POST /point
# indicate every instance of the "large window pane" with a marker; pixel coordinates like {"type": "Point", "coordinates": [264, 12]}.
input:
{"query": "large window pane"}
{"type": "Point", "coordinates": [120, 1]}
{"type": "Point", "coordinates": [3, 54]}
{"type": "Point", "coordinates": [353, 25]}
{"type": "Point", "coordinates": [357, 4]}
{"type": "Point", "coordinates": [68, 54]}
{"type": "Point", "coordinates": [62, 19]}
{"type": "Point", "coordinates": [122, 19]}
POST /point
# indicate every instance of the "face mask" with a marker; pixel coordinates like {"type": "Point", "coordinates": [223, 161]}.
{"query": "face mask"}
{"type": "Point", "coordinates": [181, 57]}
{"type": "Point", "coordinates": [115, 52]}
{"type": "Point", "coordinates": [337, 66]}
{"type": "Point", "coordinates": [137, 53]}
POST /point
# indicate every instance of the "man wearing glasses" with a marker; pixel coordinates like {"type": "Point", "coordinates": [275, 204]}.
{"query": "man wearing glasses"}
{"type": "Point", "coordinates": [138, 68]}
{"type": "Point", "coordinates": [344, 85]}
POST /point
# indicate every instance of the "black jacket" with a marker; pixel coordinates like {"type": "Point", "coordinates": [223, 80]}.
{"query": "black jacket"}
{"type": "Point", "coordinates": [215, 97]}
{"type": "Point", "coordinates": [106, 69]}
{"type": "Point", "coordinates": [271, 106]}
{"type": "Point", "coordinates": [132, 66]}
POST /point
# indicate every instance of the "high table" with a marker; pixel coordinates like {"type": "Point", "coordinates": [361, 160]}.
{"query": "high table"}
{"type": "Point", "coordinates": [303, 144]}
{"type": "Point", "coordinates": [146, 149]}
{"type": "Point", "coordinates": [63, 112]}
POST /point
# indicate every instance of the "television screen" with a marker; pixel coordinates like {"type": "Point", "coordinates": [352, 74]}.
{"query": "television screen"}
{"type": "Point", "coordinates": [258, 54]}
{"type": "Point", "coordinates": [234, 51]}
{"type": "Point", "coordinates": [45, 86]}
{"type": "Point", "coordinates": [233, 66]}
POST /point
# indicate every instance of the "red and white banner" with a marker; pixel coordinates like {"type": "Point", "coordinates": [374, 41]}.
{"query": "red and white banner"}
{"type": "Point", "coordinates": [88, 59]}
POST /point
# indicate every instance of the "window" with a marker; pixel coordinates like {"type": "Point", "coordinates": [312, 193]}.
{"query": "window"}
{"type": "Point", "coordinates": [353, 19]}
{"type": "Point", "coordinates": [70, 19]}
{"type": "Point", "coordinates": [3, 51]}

#### [EXERCISE REQUIREMENTS]
Give the records again, exactly as they appear.

#### [TASK SOLUTION]
POST /point
# indicate every instance of the "large window pane" with a marker; pixel coordinates like {"type": "Point", "coordinates": [264, 12]}.
input:
{"query": "large window pane"}
{"type": "Point", "coordinates": [120, 1]}
{"type": "Point", "coordinates": [3, 54]}
{"type": "Point", "coordinates": [353, 25]}
{"type": "Point", "coordinates": [357, 4]}
{"type": "Point", "coordinates": [68, 54]}
{"type": "Point", "coordinates": [62, 19]}
{"type": "Point", "coordinates": [122, 19]}
POST /point
# indicate every instance of the "face mask" with a marker; pixel coordinates like {"type": "Point", "coordinates": [223, 161]}.
{"query": "face mask"}
{"type": "Point", "coordinates": [181, 57]}
{"type": "Point", "coordinates": [115, 52]}
{"type": "Point", "coordinates": [337, 66]}
{"type": "Point", "coordinates": [137, 53]}
POST /point
# indicate every instance of the "man wearing glasses" with a marker; pixel coordinates like {"type": "Point", "coordinates": [275, 204]}.
{"query": "man wearing glasses"}
{"type": "Point", "coordinates": [138, 68]}
{"type": "Point", "coordinates": [344, 85]}
POST /point
# indicate every instance of the "black jacket" with a marker; pixel coordinates like {"type": "Point", "coordinates": [223, 80]}.
{"query": "black jacket"}
{"type": "Point", "coordinates": [215, 97]}
{"type": "Point", "coordinates": [106, 69]}
{"type": "Point", "coordinates": [271, 106]}
{"type": "Point", "coordinates": [132, 66]}
POST /point
# indicate every instance of the "high table" with a marker; pixel coordinates like {"type": "Point", "coordinates": [361, 160]}.
{"query": "high table"}
{"type": "Point", "coordinates": [303, 144]}
{"type": "Point", "coordinates": [146, 149]}
{"type": "Point", "coordinates": [63, 112]}
POST /point
# indicate every instance of the "television screen" with a marker; pixel coordinates like {"type": "Point", "coordinates": [352, 74]}.
{"query": "television screen"}
{"type": "Point", "coordinates": [258, 54]}
{"type": "Point", "coordinates": [234, 51]}
{"type": "Point", "coordinates": [45, 86]}
{"type": "Point", "coordinates": [233, 66]}
POST /point
# indicate every instance of the "red and white banner" with a marker; pixel coordinates like {"type": "Point", "coordinates": [374, 41]}.
{"query": "red and white banner"}
{"type": "Point", "coordinates": [88, 59]}
POST /point
# indicate every instance of the "window" with a marker; pixel coordinates like {"type": "Point", "coordinates": [312, 193]}.
{"query": "window"}
{"type": "Point", "coordinates": [353, 19]}
{"type": "Point", "coordinates": [70, 19]}
{"type": "Point", "coordinates": [3, 51]}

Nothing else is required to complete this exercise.